Instruction >> In two sentences, summarize the post on the 1971 MLB location map.

Excerpt to read >>
July 6, 2024

1971 MLB Location-map with Jersey-logos & Attendances, featuring the ’71 World Series champions the Pittsburgh Pirates & AL and NL Stats Leaders.

Filed under: Baseball,Baseball-1971 MLB season,Retro maps — admin @ 1:55 pm

1971 MLB Location-map with Jersey-logos & Attendances, featuring the ’71 World Series champions the Pittsburgh Pirates & AL and NL Stats Leaders

By Bill Turianski on the 6th of July 2024;
-1971 MLB season (
-1971 MLB (
-Year in Review: 1971 American League (
-Year in Review: 1971 National League (
-1971 MLB logos (

1971 MLB Location-map with jersey-logos with 1971 attendances, featuring the 1971 World Series champions: the Pittsburgh Pirates.
This is my fifth in a series. Here are links to the first four posts in this series:
1967 MLB Location-map with Jersey-logos & Attendances, featuring the ’67 World Series champions: the St. Louis Cardinals;
1968 MLB Location-map with Jersey-logos & Attendances, featuring the ’68 World Series champions: the Detroit Tigers.
1969 MLB Location-map with Jersey-logos and Attendances, featuring the ’69 World Series champions: the New York Mets.
1970 MLB Location-map with Jersey-logos & Attendances, featuring the 1970 World Series champions: the Baltimore Orioles.

The map shows the locations of the 24 MLB teams of 1971.
On the map, next to each MLB team’s location-dot there are 3 things: their cap-logo, one of their 1971 jersey-logos (either home or away jersey), and a rectangular box (listing: ballpark, win total in 1971, and home average attendance in ’71). All but one of the jersey-logos are from photos of the old jerseys (see 23 photo credits at the foot of this post); one jersey-logo – the Detroit Tigers’ 1971 away jersey-logo – I drew myself.

Stored records >>
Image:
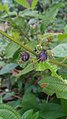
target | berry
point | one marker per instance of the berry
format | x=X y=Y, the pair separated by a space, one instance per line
x=25 y=56
x=42 y=56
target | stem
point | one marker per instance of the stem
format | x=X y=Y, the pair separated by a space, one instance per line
x=57 y=63
x=19 y=43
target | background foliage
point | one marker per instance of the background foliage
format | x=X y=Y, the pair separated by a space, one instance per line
x=36 y=89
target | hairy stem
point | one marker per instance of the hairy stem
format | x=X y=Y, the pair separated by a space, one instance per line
x=19 y=43
x=57 y=63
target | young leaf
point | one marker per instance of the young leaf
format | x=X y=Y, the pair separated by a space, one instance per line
x=28 y=114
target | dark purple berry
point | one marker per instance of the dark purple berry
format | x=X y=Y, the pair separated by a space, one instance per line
x=25 y=56
x=42 y=56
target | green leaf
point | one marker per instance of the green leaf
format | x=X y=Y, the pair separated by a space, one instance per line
x=54 y=85
x=7 y=112
x=27 y=114
x=41 y=66
x=47 y=35
x=26 y=70
x=11 y=49
x=51 y=111
x=60 y=50
x=7 y=68
x=62 y=36
x=23 y=3
x=36 y=115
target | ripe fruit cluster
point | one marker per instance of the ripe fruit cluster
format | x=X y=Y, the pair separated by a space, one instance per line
x=42 y=56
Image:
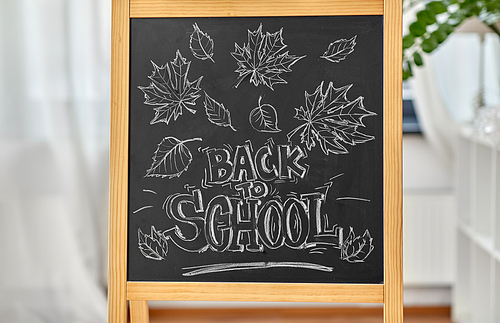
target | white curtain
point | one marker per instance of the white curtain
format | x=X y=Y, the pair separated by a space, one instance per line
x=445 y=89
x=54 y=125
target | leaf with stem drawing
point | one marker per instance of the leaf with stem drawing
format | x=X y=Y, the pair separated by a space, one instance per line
x=171 y=158
x=170 y=91
x=153 y=246
x=217 y=113
x=201 y=44
x=331 y=120
x=263 y=58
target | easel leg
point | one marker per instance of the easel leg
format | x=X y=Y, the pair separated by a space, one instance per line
x=139 y=312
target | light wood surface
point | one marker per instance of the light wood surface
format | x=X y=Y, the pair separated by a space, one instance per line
x=228 y=8
x=117 y=277
x=393 y=219
x=139 y=312
x=351 y=314
x=344 y=293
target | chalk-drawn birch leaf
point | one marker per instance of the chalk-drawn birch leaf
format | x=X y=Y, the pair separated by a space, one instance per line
x=171 y=158
x=153 y=246
x=339 y=49
x=331 y=120
x=263 y=58
x=264 y=118
x=357 y=249
x=170 y=91
x=201 y=44
x=217 y=113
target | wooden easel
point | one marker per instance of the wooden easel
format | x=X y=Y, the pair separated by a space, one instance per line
x=390 y=293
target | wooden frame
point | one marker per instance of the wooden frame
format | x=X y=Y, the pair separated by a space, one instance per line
x=390 y=293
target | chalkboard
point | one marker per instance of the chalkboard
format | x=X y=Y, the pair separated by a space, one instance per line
x=256 y=150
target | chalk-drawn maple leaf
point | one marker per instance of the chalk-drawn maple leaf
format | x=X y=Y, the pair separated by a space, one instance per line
x=170 y=91
x=356 y=249
x=331 y=120
x=263 y=58
x=339 y=49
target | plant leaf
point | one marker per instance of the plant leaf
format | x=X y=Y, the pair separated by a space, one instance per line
x=201 y=44
x=153 y=246
x=339 y=49
x=356 y=249
x=171 y=158
x=217 y=113
x=263 y=58
x=170 y=91
x=331 y=120
x=264 y=118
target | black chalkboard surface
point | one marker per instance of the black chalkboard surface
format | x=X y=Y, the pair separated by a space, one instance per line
x=256 y=149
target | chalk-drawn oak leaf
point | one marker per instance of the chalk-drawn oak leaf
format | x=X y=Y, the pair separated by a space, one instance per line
x=153 y=246
x=339 y=49
x=263 y=58
x=331 y=120
x=170 y=91
x=201 y=44
x=217 y=113
x=356 y=249
x=171 y=158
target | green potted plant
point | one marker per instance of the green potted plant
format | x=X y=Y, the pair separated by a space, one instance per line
x=437 y=20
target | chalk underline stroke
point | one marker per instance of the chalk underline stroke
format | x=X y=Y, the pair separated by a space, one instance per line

Answer to this exercise >> The post presents a 1971 MLB location map with jersey-logos and attendances, featuring the 1971 World Series champions, the Pittsburgh Pirates, and is the fifth in a series that began with 1967. The map shows the 24 MLB teams of 1971, each with a cap-logo, a 1971 jersey-logo, and a box listing its ballpark, 1971 win total, and home average attendance.